### Records to use
——

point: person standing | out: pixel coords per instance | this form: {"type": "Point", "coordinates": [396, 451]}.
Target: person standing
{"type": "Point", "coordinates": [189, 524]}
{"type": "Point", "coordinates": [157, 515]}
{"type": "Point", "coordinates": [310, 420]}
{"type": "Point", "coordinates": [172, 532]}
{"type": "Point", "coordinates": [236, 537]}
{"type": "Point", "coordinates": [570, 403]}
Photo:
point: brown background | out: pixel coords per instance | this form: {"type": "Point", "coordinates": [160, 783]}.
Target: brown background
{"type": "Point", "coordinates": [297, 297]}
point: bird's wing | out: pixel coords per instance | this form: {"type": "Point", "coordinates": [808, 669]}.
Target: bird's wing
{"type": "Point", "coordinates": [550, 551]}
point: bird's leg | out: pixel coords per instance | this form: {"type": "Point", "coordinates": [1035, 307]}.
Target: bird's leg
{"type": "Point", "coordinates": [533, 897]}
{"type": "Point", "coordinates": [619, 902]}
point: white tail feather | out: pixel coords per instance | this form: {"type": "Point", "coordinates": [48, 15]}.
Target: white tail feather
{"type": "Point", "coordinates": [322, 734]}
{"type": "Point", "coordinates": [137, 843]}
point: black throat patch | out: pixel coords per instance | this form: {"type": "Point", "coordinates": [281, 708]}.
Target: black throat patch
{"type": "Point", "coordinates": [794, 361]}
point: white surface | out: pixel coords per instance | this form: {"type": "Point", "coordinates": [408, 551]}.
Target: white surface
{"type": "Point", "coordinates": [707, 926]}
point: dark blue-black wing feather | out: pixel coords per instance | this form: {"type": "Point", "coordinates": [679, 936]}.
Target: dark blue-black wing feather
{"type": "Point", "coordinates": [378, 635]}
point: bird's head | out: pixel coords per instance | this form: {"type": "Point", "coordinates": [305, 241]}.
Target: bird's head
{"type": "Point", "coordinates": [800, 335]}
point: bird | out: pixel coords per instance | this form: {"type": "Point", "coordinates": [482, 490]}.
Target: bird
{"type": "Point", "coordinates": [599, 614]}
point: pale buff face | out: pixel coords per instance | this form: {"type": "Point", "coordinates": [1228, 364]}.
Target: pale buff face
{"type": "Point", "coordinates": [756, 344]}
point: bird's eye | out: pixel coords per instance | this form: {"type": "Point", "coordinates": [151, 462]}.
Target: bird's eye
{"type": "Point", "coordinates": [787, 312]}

——

Arrange the records as a numbered list, beginning with the line containing "point: bird |" and continuing through the final line of the records, omitting any blank lines.

### Output of the exercise
1. point: bird | out: pixel coords per instance | this form: {"type": "Point", "coordinates": [482, 490]}.
2. Target: bird
3. {"type": "Point", "coordinates": [599, 614]}
4. point: pale buff face | out: pixel coords per instance | this form: {"type": "Point", "coordinates": [1228, 364]}.
5. Target: pale buff face
6. {"type": "Point", "coordinates": [756, 344]}
7. point: bird's eye | out: pixel coords per instance | this form: {"type": "Point", "coordinates": [151, 462]}.
8. Target: bird's eye
9. {"type": "Point", "coordinates": [787, 312]}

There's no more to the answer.